* Selected passage *
Shm (& SystemV): I’ve found PHP’s handling of Shm to be… well, questionable at best. There are all kinds of limitations on it and I found myself getting some odd, unexplained issues and errors cropping up. Not recommended.
DB: This was something I took a very close look at, MySQL’s implementation of MEMORY tables. Basically they exist in the same way as regular table structures (with some limitations), however table data is stored in the memory. This would’ve been perfect for some of the projects I did all this research for, but for the fact that the the rows are of fixed length (goodbye TEXT and BLOB types). This was not a limitation I was willing to work around, so it went out the window however I’m sure I read somewhere that variable lengths will be implemented somewhere down the line. Err, I’m not sure how useful this would be for page caching, I was more thinking along the lines of arbitrary data.

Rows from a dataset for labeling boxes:
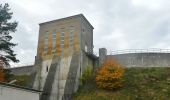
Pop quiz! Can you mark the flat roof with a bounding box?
[39,14,94,29]
[0,82,42,92]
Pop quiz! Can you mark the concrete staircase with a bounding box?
[62,54,79,100]
[40,57,60,100]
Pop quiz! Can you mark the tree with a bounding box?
[0,3,19,66]
[96,59,124,90]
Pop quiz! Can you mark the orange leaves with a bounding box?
[96,59,124,90]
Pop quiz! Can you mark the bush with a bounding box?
[80,66,92,85]
[96,59,124,90]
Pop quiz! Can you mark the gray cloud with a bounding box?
[2,0,170,66]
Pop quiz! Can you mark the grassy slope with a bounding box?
[73,67,170,100]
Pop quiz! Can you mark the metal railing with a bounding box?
[11,62,34,68]
[108,48,170,55]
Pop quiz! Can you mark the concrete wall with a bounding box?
[9,65,33,75]
[0,85,39,100]
[107,53,170,67]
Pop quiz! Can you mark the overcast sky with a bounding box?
[0,0,170,67]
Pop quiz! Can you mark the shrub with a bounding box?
[96,59,124,90]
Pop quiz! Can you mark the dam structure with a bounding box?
[6,14,170,100]
[99,48,170,67]
[30,14,97,100]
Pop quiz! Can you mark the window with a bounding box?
[60,31,64,48]
[69,29,74,47]
[44,32,48,52]
[46,66,48,72]
[52,31,56,49]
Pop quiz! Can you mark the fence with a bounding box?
[108,48,170,55]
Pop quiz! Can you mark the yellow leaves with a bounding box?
[96,59,124,89]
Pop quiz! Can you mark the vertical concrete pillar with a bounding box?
[99,48,107,66]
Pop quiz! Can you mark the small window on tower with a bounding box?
[46,66,48,72]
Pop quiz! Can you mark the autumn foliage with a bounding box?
[96,59,124,90]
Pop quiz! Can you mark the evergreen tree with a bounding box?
[0,3,19,67]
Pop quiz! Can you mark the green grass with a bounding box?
[73,67,170,100]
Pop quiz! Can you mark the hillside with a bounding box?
[73,67,170,100]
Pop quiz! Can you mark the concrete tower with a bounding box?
[32,14,96,100]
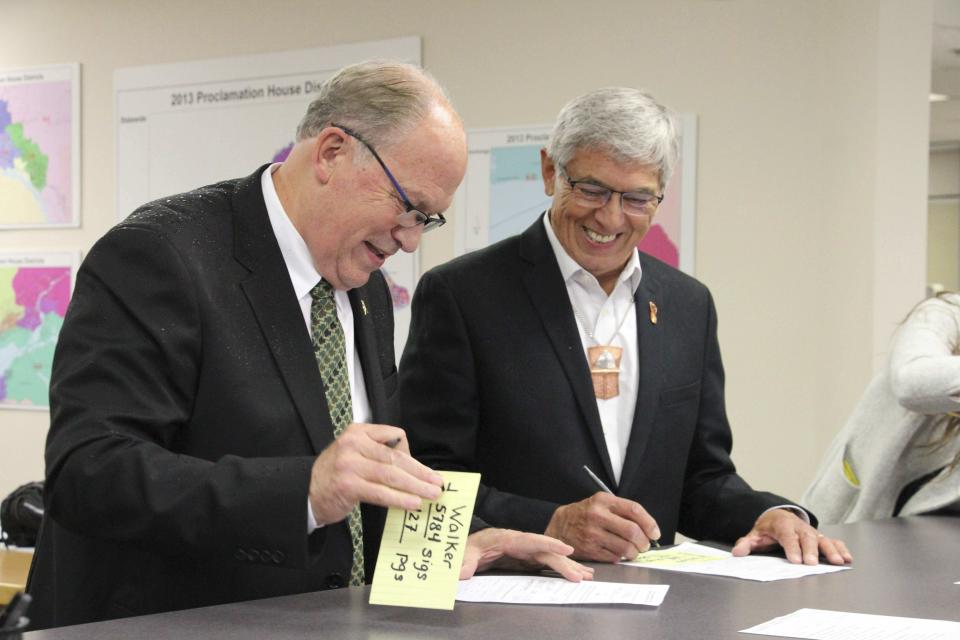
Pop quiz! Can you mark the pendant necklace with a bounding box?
[570,300,633,400]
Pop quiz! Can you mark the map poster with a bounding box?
[0,252,80,410]
[0,64,80,229]
[454,115,697,273]
[114,36,420,357]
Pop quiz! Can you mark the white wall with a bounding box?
[0,0,932,508]
[927,145,960,291]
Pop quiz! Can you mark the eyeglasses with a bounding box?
[560,169,663,216]
[330,122,447,233]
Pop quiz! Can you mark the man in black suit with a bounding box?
[400,88,851,564]
[29,63,589,628]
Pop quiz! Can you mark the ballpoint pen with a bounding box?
[0,591,31,631]
[583,465,660,549]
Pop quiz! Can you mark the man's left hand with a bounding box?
[460,529,593,582]
[733,509,853,564]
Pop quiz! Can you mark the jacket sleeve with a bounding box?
[46,225,312,566]
[678,293,816,543]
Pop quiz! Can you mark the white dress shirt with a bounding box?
[260,163,373,531]
[543,214,643,484]
[543,212,810,533]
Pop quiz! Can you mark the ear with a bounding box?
[312,127,350,184]
[540,148,557,197]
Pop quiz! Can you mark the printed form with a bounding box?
[620,542,850,582]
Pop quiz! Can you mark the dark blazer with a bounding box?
[400,218,804,543]
[29,167,397,628]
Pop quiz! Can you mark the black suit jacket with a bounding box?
[400,218,804,543]
[29,167,397,628]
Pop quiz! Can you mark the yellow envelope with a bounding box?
[370,471,480,610]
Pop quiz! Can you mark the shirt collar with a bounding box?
[543,210,643,294]
[260,162,322,300]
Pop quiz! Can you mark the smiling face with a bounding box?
[540,149,660,294]
[291,105,467,290]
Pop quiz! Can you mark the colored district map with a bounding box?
[0,81,74,226]
[0,267,70,408]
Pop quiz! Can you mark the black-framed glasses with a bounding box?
[330,122,447,233]
[560,168,663,216]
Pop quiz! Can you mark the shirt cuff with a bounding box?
[307,497,323,535]
[757,504,810,524]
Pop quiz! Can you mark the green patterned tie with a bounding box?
[310,280,364,587]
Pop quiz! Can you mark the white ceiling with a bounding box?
[930,0,960,146]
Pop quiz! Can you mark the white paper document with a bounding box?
[457,576,670,607]
[740,609,960,640]
[620,542,850,582]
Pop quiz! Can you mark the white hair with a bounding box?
[547,87,680,189]
[297,60,449,152]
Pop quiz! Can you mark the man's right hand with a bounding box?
[310,423,443,524]
[543,492,660,562]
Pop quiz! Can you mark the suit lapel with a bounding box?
[349,284,392,424]
[620,262,669,493]
[520,216,615,478]
[233,166,333,453]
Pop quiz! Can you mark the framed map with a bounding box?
[0,64,80,229]
[0,252,80,410]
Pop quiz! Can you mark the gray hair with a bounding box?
[297,60,449,153]
[547,87,680,189]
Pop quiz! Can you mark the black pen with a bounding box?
[0,591,31,631]
[583,465,660,549]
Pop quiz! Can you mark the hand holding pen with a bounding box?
[544,467,660,562]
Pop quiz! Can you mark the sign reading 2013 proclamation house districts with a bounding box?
[0,252,80,409]
[0,64,80,229]
[454,115,697,273]
[115,37,420,354]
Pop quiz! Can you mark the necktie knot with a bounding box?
[310,280,333,302]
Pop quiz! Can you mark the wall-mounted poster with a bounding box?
[0,251,80,409]
[0,64,80,229]
[115,37,420,354]
[454,115,697,274]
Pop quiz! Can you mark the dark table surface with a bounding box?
[24,516,960,640]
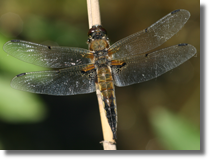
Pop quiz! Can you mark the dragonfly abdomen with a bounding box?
[97,66,117,139]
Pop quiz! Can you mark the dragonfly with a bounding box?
[3,9,197,139]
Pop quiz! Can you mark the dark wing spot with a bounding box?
[16,73,26,77]
[178,43,188,46]
[56,70,61,73]
[171,9,180,14]
[11,39,20,42]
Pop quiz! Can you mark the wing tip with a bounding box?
[171,9,190,17]
[16,73,26,77]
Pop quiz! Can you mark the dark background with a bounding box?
[0,0,200,150]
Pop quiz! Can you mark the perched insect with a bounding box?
[3,9,196,139]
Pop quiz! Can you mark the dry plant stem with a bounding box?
[87,0,101,28]
[87,0,116,150]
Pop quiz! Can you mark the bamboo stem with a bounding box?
[87,0,116,150]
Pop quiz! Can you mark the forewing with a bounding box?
[3,40,92,68]
[11,65,95,95]
[108,9,190,59]
[112,44,196,87]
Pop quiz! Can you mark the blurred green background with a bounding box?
[0,0,200,150]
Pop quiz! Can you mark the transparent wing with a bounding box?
[108,9,190,59]
[11,65,95,95]
[3,40,91,68]
[112,44,197,87]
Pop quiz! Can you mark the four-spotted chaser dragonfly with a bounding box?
[3,9,196,139]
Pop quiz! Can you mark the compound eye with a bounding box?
[98,26,107,34]
[88,26,96,36]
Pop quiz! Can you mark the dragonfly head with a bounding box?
[88,25,108,42]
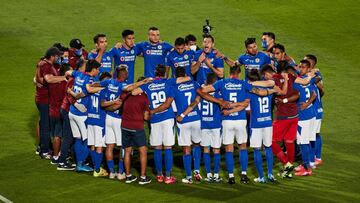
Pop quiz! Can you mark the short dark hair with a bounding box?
[175,37,185,46]
[230,65,241,75]
[85,59,101,72]
[247,69,261,81]
[203,35,215,43]
[263,32,275,40]
[260,64,275,75]
[121,30,134,38]
[175,66,186,78]
[155,64,166,77]
[300,59,311,67]
[99,72,112,81]
[149,27,159,31]
[244,37,256,48]
[305,54,317,64]
[93,34,106,43]
[185,34,196,44]
[206,72,217,85]
[272,44,285,52]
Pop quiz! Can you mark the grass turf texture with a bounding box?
[0,0,360,202]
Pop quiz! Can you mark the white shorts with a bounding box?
[250,126,272,148]
[315,119,322,133]
[150,118,175,146]
[105,115,122,146]
[200,128,221,149]
[69,112,87,140]
[296,119,313,144]
[177,120,201,146]
[88,125,106,147]
[221,120,247,145]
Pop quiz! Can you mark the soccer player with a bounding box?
[200,73,222,183]
[304,54,324,165]
[293,60,316,176]
[111,30,140,84]
[199,65,274,184]
[136,27,173,77]
[191,35,224,85]
[166,37,195,78]
[35,47,66,159]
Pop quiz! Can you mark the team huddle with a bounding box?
[34,27,324,184]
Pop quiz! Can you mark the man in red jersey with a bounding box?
[261,65,311,177]
[35,47,66,159]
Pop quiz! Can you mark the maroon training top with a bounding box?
[120,93,150,130]
[273,74,298,120]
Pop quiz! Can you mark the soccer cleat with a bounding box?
[139,176,151,185]
[156,175,164,183]
[116,173,126,180]
[240,174,250,184]
[164,176,176,184]
[254,177,266,183]
[125,175,137,183]
[295,168,312,176]
[181,178,193,184]
[228,177,235,185]
[194,171,202,181]
[57,163,75,171]
[109,172,117,179]
[93,167,109,177]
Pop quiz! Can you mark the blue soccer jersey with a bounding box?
[238,52,271,79]
[100,79,127,118]
[70,71,92,116]
[212,78,252,120]
[110,46,140,84]
[168,81,200,123]
[166,50,195,77]
[140,78,175,123]
[249,87,272,128]
[194,49,224,85]
[293,76,316,121]
[201,92,221,129]
[136,42,173,77]
[86,89,106,128]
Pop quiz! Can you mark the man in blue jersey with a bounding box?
[200,73,221,183]
[88,34,118,77]
[110,30,140,84]
[199,66,274,184]
[304,54,324,165]
[293,60,316,176]
[65,60,101,172]
[191,35,224,85]
[136,27,173,77]
[150,67,205,184]
[166,37,195,77]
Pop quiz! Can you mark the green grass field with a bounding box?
[0,0,360,202]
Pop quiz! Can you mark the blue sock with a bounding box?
[239,149,249,172]
[183,154,191,178]
[193,145,201,171]
[315,133,322,159]
[225,152,234,173]
[254,149,264,178]
[164,149,173,177]
[95,152,103,172]
[265,146,274,175]
[300,144,310,169]
[214,153,221,173]
[203,152,211,173]
[106,160,115,173]
[74,139,82,165]
[309,141,316,162]
[154,149,162,175]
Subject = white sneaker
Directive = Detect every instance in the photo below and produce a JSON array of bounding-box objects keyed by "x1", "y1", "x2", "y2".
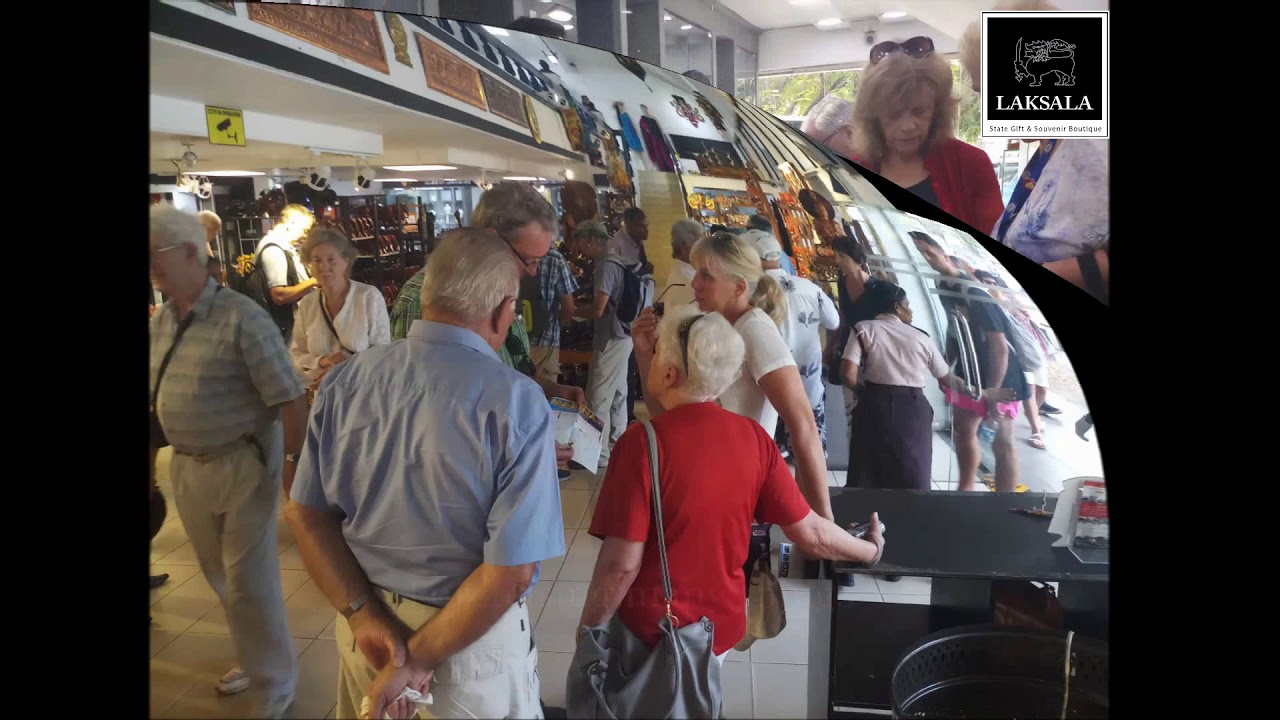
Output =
[{"x1": 218, "y1": 667, "x2": 248, "y2": 694}]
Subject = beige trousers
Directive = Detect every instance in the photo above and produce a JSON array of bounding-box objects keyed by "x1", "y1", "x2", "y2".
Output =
[
  {"x1": 335, "y1": 591, "x2": 543, "y2": 720},
  {"x1": 169, "y1": 423, "x2": 298, "y2": 705}
]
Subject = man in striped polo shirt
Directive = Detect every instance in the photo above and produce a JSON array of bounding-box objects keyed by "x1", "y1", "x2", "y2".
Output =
[{"x1": 150, "y1": 204, "x2": 307, "y2": 717}]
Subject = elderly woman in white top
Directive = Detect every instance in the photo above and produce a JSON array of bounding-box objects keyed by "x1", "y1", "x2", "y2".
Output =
[
  {"x1": 960, "y1": 0, "x2": 1111, "y2": 302},
  {"x1": 742, "y1": 231, "x2": 840, "y2": 457},
  {"x1": 800, "y1": 95, "x2": 854, "y2": 158},
  {"x1": 658, "y1": 218, "x2": 707, "y2": 307},
  {"x1": 289, "y1": 225, "x2": 392, "y2": 387},
  {"x1": 631, "y1": 232, "x2": 832, "y2": 520}
]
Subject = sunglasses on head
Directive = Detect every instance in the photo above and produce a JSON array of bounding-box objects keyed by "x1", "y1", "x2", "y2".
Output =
[{"x1": 872, "y1": 35, "x2": 933, "y2": 65}]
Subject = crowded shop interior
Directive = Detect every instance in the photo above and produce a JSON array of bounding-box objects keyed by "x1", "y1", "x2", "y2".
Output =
[{"x1": 148, "y1": 0, "x2": 1107, "y2": 717}]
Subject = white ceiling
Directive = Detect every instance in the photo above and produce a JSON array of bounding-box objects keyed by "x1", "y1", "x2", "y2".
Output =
[
  {"x1": 719, "y1": 0, "x2": 913, "y2": 29},
  {"x1": 151, "y1": 36, "x2": 581, "y2": 179}
]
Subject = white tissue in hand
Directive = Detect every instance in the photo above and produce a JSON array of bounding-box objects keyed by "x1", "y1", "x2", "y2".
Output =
[{"x1": 360, "y1": 688, "x2": 435, "y2": 720}]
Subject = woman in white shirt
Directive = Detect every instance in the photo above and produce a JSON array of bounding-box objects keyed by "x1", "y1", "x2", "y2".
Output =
[
  {"x1": 841, "y1": 282, "x2": 1014, "y2": 491},
  {"x1": 631, "y1": 232, "x2": 832, "y2": 520},
  {"x1": 289, "y1": 225, "x2": 392, "y2": 387}
]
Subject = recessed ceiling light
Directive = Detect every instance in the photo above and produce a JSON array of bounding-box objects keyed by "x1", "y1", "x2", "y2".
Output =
[
  {"x1": 183, "y1": 170, "x2": 266, "y2": 178},
  {"x1": 383, "y1": 165, "x2": 457, "y2": 173}
]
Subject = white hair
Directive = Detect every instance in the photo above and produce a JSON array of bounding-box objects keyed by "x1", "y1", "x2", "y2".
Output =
[
  {"x1": 654, "y1": 304, "x2": 746, "y2": 402},
  {"x1": 151, "y1": 202, "x2": 209, "y2": 265},
  {"x1": 800, "y1": 95, "x2": 854, "y2": 137},
  {"x1": 671, "y1": 218, "x2": 707, "y2": 252},
  {"x1": 421, "y1": 228, "x2": 522, "y2": 324}
]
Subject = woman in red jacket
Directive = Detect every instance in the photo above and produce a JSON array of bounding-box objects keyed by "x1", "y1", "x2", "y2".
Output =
[{"x1": 852, "y1": 36, "x2": 1005, "y2": 233}]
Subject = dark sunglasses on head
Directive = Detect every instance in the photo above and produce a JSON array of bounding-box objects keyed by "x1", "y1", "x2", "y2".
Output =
[{"x1": 872, "y1": 35, "x2": 933, "y2": 65}]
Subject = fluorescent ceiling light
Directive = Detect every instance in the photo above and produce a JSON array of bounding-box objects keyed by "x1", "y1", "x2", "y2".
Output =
[
  {"x1": 383, "y1": 165, "x2": 457, "y2": 173},
  {"x1": 183, "y1": 170, "x2": 266, "y2": 178}
]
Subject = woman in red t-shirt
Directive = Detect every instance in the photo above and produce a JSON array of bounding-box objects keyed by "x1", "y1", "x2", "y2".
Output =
[{"x1": 580, "y1": 301, "x2": 884, "y2": 671}]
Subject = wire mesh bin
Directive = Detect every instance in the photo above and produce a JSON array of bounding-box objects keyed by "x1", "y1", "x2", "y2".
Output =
[{"x1": 892, "y1": 625, "x2": 1110, "y2": 720}]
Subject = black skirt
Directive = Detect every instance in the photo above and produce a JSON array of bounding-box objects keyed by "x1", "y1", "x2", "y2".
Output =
[{"x1": 847, "y1": 383, "x2": 933, "y2": 489}]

* Prompt *
Extract the part of the passage on caching options between "Shm (& SystemV): I’ve" and "up. Not recommended.", inclusive. Work only from the passage on caching options and not from the records.

* Exercise answer *
Shm (& SystemV): I’ve found PHP’s handling of Shm to be… well, questionable at best. There are all kinds of limitations on it and I found myself getting some odd, unexplained issues and errors cropping up. Not recommended.